*节选文本*.

┄┄┄┄┄┄┄┄┄┄

定时器的到期时间用ktime_t来表示，_softexpires字段记录了时间，定时器一旦到期，function字段指定的回调函数会被调用，该函数的返回值为一个枚举值，它决定了该hrtimer是否需要被重新激活：

enum hrtimer_restart {
HRTIMER_NORESTART, /* Timer is not restarted */
HRTIMER_RESTART, /* Timer must be restarted */
};

state字段用于表示hrtimer当前的状态，有几下几种位组合：

#define HRTIMER_STATE_INACTIVE 0x00 // 定时器未激活
#define HRTIMER_STATE_ENQUEUED 0x01 // 定时器已经被排入红黑树中
#define HRTIMER_STATE_CALLBACK 0x02 // 定时器的回调函数正在被调用
#define HRTIMER_STATE_MIGRATE 0x04 // 定时器正在CPU之间做迁移

hrtimer的到期时间可以基于以下几种时间基准系统：

enum hrtimer_base_type {
HRTIMER_BASE_MONOTONIC, // 单调递增的monotonic时间，不包含休眠时间
HRTIMER_BASE_REALTIME, // 平常使用的墙上真实时间
HRTIMER_BASE_BOOTTIME, // 单调递增的boottime，包含休眠时间
HRTIMER_MAX_CLOCK_BASES, // 用于后续数组的定义
};

Notes：

hrtimer初始化时时间格式，HRTIMER_MODE_REL模式需要加上当前时间。

┄┄┄┄┄┄┄┄┄┄

*任务说明*.
A) 根据这段节选，HRTIMER_STATE_CALLBACK 表示定时器处于什么状态？
B) 在各行中，从包含“In the picture above, where can the bundle”的那一行起，到包含“In the picture above, where can the shoe”的那一行止，首尾两行都算在内，将这一段原样照录。
这段节选与其后的各行内容互不相关。

*记录数据*.

┄┄┄┄┄┄┄┄┄┄

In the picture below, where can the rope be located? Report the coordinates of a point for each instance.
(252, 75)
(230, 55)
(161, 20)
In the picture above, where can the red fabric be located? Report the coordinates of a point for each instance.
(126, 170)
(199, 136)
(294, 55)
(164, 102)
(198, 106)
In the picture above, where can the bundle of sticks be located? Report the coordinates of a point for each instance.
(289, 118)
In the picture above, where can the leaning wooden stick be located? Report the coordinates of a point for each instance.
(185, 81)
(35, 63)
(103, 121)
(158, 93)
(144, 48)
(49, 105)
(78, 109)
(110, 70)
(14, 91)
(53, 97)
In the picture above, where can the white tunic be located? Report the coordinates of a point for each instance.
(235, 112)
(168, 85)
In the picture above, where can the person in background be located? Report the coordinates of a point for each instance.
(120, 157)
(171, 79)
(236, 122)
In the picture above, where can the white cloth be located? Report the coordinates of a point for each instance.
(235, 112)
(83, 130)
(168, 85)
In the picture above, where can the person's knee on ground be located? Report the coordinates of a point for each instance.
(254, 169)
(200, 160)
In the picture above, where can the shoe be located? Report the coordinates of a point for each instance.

┄┄┄┄┄┄┄┄┄┄

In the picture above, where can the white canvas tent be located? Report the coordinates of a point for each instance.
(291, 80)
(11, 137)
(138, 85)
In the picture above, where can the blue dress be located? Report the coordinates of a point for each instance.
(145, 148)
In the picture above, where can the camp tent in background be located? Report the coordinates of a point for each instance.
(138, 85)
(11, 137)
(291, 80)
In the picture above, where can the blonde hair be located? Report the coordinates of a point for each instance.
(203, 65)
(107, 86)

┄┄┄┄┄┄┄┄┄┄

*逐项答案*.
A) 定时器的回调函数正在被调用。

B)
In the picture above, where can the bundle of sticks be located? Report the coordinates of a point for each instance.
(289, 118)
In the picture above, where can the leaning wooden stick be located? Report the coordinates of a point for each instance.
(185, 81)
(35, 63)
(103, 121)
(158, 93)
(144, 48)
(49, 105)
(78, 109)
(110, 70)
(14, 91)
(53, 97)
In the picture above, where can the white tunic be located? Report the coordinates of a point for each instance.
(235, 112)
(168, 85)
In the picture above, where can the person in background be located? Report the coordinates of a point for each instance.
(120, 157)
(171, 79)
(236, 122)
In the picture above, where can the white cloth be located? Report the coordinates of a point for each instance.
(235, 112)
(83, 130)
(168, 85)
In the picture above, where can the person's knee on ground be located? Report the coordinates of a point for each instance.
(254, 169)
(200, 160)
In the picture above, where can the shoe be located? Report the coordinates of a point for each instance.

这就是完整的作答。